◆ Task instructions ◆
Present every line of the material below as a numbered list, omitting any blank lines.

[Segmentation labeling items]
· · · ·

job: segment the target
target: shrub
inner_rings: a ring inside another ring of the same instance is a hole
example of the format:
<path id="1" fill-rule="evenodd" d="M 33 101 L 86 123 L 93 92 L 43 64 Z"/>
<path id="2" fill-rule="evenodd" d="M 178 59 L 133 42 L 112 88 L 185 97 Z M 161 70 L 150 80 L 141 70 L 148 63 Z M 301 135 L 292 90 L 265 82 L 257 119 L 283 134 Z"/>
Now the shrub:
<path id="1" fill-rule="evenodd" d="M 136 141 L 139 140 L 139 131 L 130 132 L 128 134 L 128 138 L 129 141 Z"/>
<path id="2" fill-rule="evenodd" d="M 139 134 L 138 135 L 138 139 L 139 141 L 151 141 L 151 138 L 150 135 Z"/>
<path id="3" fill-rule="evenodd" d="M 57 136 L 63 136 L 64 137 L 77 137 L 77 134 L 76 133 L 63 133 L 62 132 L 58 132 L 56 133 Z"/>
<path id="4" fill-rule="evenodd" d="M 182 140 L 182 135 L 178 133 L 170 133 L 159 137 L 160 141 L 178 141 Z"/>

· · · ·

◆ The reply ◆
1. job: segment the target
2. target: shrub
3. inner_rings: a ring inside another ring of the same instance is a hole
4. example of the format:
5. <path id="1" fill-rule="evenodd" d="M 33 101 L 86 123 L 93 92 L 43 64 Z"/>
6. <path id="2" fill-rule="evenodd" d="M 178 59 L 133 42 L 112 88 L 185 97 Z M 161 70 L 150 80 L 141 70 L 148 63 Z M 301 135 L 292 90 L 265 82 L 257 119 L 283 134 Z"/>
7. Now the shrub:
8. <path id="1" fill-rule="evenodd" d="M 136 141 L 139 140 L 139 131 L 130 132 L 128 134 L 128 138 L 129 141 Z"/>
9. <path id="2" fill-rule="evenodd" d="M 139 134 L 138 135 L 138 139 L 139 141 L 151 141 L 151 138 L 150 135 Z"/>
10. <path id="3" fill-rule="evenodd" d="M 57 136 L 63 136 L 64 137 L 77 137 L 77 134 L 76 133 L 63 133 L 62 132 L 58 132 L 56 133 Z"/>
11. <path id="4" fill-rule="evenodd" d="M 182 140 L 182 135 L 178 133 L 170 133 L 159 137 L 160 141 L 178 141 Z"/>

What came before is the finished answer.